--- Supplied entries Enclosed Below ---

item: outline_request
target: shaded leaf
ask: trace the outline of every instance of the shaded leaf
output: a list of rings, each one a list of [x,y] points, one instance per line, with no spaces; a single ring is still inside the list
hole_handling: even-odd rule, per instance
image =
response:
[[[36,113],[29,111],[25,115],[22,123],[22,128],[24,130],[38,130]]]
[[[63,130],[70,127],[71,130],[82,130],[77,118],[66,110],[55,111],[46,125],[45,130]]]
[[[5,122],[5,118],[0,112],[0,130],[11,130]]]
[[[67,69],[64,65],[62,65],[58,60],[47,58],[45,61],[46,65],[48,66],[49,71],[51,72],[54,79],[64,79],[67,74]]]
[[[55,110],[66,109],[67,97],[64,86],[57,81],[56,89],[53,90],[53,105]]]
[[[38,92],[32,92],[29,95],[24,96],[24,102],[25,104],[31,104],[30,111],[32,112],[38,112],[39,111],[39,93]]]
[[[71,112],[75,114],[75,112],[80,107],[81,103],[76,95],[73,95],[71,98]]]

--- End of Enclosed Supplied entries ---

(Work to complete)
Reproduce, exactly, all the lines shown above.

(Reply to the task)
item: outline_request
target: shaded leaf
ask: trace the outline of every instance of the shaded leaf
output: a list of rings, each one a list of [x,y] points, one instance per line, with no spaces; a single ring is still inside the list
hole_handling: even-odd rule, per instance
image =
response:
[[[36,113],[29,111],[25,115],[22,123],[22,128],[24,130],[38,130]]]
[[[63,130],[70,127],[71,130],[82,130],[77,118],[66,110],[55,111],[46,125],[45,130]]]
[[[5,122],[5,118],[0,112],[0,130],[11,130]]]
[[[67,69],[64,65],[62,65],[58,60],[47,58],[45,61],[46,65],[48,66],[49,71],[51,72],[54,79],[64,79],[67,74]]]
[[[55,110],[66,109],[67,97],[64,86],[57,81],[56,89],[53,90],[53,105]]]
[[[38,92],[32,92],[29,95],[24,96],[24,102],[25,104],[31,104],[30,111],[32,112],[38,112],[39,111],[39,93]]]
[[[71,112],[75,114],[75,112],[80,107],[81,103],[76,95],[73,95],[71,98]]]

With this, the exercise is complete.